* [WHAT IS NEEDED]: Please rewrite the rows below, starting with the row that contains "Can you find the green leaves" and going on through the last row, with the requests included. Offset every coordinate in the answers by adding 10 to it.

· · ·

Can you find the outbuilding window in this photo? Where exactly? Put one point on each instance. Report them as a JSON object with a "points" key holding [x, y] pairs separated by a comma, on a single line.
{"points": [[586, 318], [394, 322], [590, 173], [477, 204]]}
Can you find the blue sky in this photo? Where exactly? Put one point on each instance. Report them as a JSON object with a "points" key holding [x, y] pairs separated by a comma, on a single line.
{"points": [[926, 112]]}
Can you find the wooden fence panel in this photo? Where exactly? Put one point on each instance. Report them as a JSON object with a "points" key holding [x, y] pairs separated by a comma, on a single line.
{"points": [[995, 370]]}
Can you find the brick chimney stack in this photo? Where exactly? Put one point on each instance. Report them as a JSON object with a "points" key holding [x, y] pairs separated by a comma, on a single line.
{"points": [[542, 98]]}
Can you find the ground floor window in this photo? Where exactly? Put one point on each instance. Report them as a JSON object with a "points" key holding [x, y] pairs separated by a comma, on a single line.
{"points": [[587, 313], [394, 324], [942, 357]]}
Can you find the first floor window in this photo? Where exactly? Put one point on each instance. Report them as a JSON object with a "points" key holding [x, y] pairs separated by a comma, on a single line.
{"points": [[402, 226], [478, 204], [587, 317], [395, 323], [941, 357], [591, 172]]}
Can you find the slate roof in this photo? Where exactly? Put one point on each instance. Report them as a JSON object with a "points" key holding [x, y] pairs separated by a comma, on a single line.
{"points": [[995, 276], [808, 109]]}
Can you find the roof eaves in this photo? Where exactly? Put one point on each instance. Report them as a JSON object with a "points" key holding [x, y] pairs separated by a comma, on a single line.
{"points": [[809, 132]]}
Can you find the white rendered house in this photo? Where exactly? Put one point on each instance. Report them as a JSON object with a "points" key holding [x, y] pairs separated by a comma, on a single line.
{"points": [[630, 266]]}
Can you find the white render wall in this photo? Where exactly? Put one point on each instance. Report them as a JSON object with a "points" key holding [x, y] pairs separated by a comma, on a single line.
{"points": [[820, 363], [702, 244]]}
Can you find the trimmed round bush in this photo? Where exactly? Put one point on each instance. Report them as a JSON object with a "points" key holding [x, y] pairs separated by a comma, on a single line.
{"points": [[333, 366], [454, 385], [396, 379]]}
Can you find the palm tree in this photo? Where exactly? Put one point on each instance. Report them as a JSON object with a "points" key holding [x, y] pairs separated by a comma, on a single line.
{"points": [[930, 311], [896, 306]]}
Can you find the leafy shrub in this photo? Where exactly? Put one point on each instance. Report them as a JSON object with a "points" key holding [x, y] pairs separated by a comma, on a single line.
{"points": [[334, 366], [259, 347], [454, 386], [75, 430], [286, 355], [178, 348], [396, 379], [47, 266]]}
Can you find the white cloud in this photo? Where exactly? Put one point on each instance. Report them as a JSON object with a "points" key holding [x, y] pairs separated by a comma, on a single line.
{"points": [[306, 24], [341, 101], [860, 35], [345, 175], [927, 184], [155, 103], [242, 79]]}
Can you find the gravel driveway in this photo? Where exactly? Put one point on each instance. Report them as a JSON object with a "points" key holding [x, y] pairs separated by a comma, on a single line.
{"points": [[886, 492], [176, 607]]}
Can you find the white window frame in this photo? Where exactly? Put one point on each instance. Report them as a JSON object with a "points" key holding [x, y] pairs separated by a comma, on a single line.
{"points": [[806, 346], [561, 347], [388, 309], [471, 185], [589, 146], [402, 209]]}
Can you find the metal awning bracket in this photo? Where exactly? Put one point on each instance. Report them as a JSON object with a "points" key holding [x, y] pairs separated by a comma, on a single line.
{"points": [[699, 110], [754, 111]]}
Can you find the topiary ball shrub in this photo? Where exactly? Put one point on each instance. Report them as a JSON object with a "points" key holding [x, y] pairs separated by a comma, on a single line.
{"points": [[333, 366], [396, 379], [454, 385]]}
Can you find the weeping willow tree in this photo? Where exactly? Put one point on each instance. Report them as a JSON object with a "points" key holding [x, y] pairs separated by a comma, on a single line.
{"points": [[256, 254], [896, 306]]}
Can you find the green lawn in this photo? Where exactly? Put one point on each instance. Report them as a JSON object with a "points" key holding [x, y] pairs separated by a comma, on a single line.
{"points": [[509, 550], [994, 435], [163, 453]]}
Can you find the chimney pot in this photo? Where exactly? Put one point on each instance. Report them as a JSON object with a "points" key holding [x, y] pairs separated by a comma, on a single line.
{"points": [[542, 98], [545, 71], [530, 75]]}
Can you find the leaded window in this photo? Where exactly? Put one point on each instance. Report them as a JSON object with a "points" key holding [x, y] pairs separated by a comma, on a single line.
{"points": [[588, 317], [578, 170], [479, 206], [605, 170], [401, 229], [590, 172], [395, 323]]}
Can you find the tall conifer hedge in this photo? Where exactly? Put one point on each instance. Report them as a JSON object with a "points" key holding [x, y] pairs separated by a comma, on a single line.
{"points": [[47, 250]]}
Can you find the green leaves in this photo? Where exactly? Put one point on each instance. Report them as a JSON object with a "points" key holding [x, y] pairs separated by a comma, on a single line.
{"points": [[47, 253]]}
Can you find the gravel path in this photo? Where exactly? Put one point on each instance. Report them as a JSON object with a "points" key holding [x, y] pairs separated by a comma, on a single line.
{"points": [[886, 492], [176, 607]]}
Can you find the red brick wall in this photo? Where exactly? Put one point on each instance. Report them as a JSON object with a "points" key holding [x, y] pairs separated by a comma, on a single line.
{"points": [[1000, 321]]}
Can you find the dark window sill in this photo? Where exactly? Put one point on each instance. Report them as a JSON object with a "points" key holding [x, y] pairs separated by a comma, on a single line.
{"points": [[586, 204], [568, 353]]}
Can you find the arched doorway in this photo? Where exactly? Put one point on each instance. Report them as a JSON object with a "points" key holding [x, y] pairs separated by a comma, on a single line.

· · ·

* [ANSWER FOR THE TASK]:
Can you find the green leaves in this photo? Where exactly? Put one point on each instance. Report them as a JSON object with a "points" key holding [x, y] pairs separated by a comma, on a single line.
{"points": [[57, 263]]}
Can you find the gravel path in this photo? Where exactly? Put one point on each instance. Report them as a JSON object with a "points" key holding [x, y] pairs separated by a comma, on a single line.
{"points": [[896, 502], [186, 617]]}
Can you find the red brick wall in this photo? Where exactly? Put one point on each instance. Report them as a JSON object with a "points" key holding [x, y] pairs separated by a comma, on a single line.
{"points": [[1010, 331]]}
Can you find the dark window sill in this photo? Where exactly? Put one point on each instance. Report them as a JSON object with a "points" key holding [x, y] pairs separated by a comma, on a single line.
{"points": [[596, 214], [578, 363]]}
Can you find the arched doorway in this photo? Where exactly? Put one point on each instance. Report them as a JSON object with a "points" key holding [x, y] pairs separated by a comma, on a single line.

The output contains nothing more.